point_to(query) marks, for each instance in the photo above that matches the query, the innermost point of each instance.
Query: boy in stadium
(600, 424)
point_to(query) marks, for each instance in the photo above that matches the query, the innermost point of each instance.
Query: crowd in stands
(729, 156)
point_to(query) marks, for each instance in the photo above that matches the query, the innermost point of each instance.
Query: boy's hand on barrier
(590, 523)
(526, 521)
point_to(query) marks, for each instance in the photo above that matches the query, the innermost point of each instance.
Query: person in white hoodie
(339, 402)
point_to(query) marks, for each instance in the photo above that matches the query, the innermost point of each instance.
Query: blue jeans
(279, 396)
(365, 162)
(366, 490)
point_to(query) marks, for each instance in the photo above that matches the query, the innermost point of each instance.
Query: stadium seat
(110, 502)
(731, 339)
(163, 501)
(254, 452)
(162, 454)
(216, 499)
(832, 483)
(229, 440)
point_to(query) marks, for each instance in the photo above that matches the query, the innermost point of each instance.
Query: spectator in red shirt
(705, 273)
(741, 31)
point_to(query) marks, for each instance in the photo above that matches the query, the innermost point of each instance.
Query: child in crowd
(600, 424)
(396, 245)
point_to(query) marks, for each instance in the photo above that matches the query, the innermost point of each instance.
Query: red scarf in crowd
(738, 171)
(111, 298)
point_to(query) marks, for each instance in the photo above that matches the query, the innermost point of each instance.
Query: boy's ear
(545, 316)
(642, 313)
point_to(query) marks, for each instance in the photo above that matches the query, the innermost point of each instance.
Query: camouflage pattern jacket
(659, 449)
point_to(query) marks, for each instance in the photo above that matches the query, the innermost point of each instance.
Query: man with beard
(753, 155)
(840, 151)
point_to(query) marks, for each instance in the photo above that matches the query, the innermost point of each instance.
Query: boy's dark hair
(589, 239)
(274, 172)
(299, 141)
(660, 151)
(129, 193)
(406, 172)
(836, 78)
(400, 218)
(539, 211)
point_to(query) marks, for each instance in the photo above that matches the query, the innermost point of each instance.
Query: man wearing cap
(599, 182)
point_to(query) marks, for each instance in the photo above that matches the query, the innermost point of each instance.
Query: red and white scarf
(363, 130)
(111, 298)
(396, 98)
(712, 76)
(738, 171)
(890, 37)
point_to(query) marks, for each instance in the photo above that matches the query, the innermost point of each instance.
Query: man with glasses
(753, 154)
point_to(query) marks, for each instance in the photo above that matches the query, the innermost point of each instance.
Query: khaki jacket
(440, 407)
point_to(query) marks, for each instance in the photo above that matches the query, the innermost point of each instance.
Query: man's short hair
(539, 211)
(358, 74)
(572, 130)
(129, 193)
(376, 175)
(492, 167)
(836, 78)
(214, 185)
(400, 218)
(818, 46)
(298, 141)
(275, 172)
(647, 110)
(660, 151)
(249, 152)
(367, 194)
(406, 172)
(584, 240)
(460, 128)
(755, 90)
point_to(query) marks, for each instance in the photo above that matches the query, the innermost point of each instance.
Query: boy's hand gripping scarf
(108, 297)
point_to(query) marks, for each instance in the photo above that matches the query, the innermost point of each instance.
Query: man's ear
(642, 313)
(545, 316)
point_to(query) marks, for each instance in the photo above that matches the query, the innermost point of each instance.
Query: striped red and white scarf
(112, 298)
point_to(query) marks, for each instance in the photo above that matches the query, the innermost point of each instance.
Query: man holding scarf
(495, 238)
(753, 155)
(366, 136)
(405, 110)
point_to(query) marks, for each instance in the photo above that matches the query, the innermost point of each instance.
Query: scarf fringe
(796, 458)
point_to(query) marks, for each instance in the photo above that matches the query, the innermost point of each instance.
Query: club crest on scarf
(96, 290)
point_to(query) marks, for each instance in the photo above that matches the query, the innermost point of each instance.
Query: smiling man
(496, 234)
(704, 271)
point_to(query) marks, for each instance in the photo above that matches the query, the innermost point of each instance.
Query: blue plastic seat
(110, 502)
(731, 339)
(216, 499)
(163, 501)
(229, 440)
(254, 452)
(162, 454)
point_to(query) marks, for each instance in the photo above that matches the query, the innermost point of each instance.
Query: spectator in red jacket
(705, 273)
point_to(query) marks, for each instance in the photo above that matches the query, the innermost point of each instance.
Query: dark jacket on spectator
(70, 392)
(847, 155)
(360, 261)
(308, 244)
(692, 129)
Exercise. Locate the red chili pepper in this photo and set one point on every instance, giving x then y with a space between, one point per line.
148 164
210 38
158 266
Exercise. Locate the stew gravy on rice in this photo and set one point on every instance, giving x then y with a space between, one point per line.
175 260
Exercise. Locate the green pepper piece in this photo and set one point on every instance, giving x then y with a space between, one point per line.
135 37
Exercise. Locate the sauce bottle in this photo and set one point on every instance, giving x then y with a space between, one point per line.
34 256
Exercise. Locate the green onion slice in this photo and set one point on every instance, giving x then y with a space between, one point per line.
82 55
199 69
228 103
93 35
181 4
********
◆ **INSTRUCTIONS FOR THE TASK**:
Send back the whole listing, exactly as written.

◆ **ANSWER TO THE PROBLEM**:
point_to(query) marks, for each instance in the photo above that matches the query, the innermost point of each instance.
Query: boy in stadium
(600, 424)
point_to(query) marks, for each instance in the photo above that matches the query, the innermost point of each instance.
Query: crowd in stands
(729, 156)
point_to(query) marks, for each instance in the photo above that matches the query, the innermost point of each instance.
Query: boy's hand on barrier
(590, 523)
(526, 521)
point_to(query) marks, for each instance in the photo above that matches the query, the innermost point of each instance.
Query: person in white hoodie
(339, 402)
point_to(query) marks, for each instance in the photo above that matches the query, the innermost point of each instance.
Query: blue jeans
(279, 396)
(365, 162)
(366, 490)
point_to(query) marks, for each instance in the photo above that matches the query, the innermost point of each instance.
Query: stadium seat
(110, 502)
(731, 339)
(163, 501)
(254, 452)
(162, 454)
(216, 499)
(832, 483)
(229, 440)
point_to(query) marks, for each instance in the photo above that matches the query, the innermost point of each instance.
Query: spectator in red shirt
(705, 273)
(741, 31)
point_to(query) marks, for each instance in the photo above that matches the query, the innermost point of each instance.
Query: child in crowd
(600, 424)
(396, 245)
point_to(query) marks, for each instance in the photo above that matches the query, the innermost point of each instance.
Query: red scarf in crowd
(738, 171)
(111, 298)
point_to(query) marks, for each instance in the photo above that matches the query, the innermost point of each instance.
Query: boy's ear
(545, 316)
(642, 313)
point_to(query) marks, for each instance in the photo above that matches the query, the innermost point of each instance.
Query: camouflage pattern jacket
(659, 449)
point_to(query) marks, for each instance in the photo above that matches the query, the innermost point of each instance.
Query: man with beard
(753, 155)
(840, 151)
point_to(query) marks, for each instance in the photo above that matches the query, the innermost point of each instance.
Query: boy's dark hair
(589, 239)
(274, 172)
(299, 141)
(660, 151)
(129, 193)
(406, 172)
(836, 78)
(400, 218)
(539, 211)
point_to(query) marks, for each instance in the photo above that matches the query, the innermost point of each instance.
Query: man wearing cap
(599, 182)
point_to(query) marks, for each instance in the photo above that matches the query, the innermost point of each instance.
Query: red and white scarf
(363, 130)
(111, 298)
(396, 98)
(712, 76)
(738, 171)
(890, 37)
point_to(query) marks, for each instance in the photo above that matches the query, the innermost point of each instance.
Query: man with glasses
(753, 154)
point_to(query) marks, for each instance in the photo above that matches the query, the innermost point of each instance.
Query: khaki jacket
(440, 407)
point_to(query) marks, for each instance in the photo above that matches the query, the innermost point of each instance.
Query: man's short hair
(539, 211)
(358, 74)
(572, 130)
(129, 193)
(376, 175)
(492, 167)
(836, 78)
(214, 185)
(400, 218)
(818, 46)
(298, 141)
(275, 172)
(647, 110)
(660, 151)
(249, 152)
(367, 194)
(406, 172)
(584, 240)
(460, 128)
(755, 90)
point_to(query) marks, for each instance in the photo above that matches the query, the innermost point of each instance.
Query: boy's hand gripping scarf
(108, 297)
point_to(query) marks, for each instance in the photo above that matches the query, the innermost point of each instance.
Query: man's ear
(642, 313)
(545, 316)
point_to(query) marks, for each instance in the photo above that matches the query, the innermost point of each instance.
Query: striped red and white scarf
(112, 298)
point_to(query) marks, for each instance in the photo above that matches the query, the innermost point of each instance.
Query: man holding scarf
(495, 238)
(753, 155)
(366, 136)
(405, 110)
point_to(query) marks, for each instance in the photo above that matches the query, the innermost point of each instance.
Query: scarf fringe
(796, 458)
point_to(query) marks, for each instance in the photo above that matches the query, the innermost point of each instance.
Query: club crest on scarf
(96, 290)
point_to(query) marks, for each instance in the photo above that matches the query, the innermost point of each instance.
Query: smiling man
(496, 234)
(704, 271)
point_to(query) marks, for each instance in the photo above that matches the query, the innermost point of each instance.
Query: blue plastic seat
(110, 502)
(731, 339)
(216, 499)
(163, 501)
(229, 440)
(254, 452)
(162, 454)
point_to(query) marks, for each instance in the photo above that matches the query, the innermost point of each instance.
Query: spectator in red jacket
(705, 273)
point_to(query) marks, for each instance in the photo above that matches the query, the innermost point of each instance.
Query: dark jacket on spectator
(70, 392)
(847, 155)
(360, 261)
(308, 244)
(692, 129)
Exercise. Locate the red chili pepper in this photo and set one point on every instance, giving x then y with a space between, one point per line.
148 164
210 38
158 266
Exercise. Locate the stew gravy on rice in this photo and set one point on every instance, giving x then y with a space between, one point per line.
175 260
Exercise. Locate the green pepper piece in this photo and set one point on every instance, giving x then y with a space between, one point per line.
135 37
Exercise. Locate the sauce bottle in this photo and set one point on every instance, giving x then y with a space between, one point per line.
34 256
Exercise. Locate the green onion slice in this photo and set one point on every instance, giving x then y with a space between, one point per line.
82 55
199 69
228 103
93 35
181 4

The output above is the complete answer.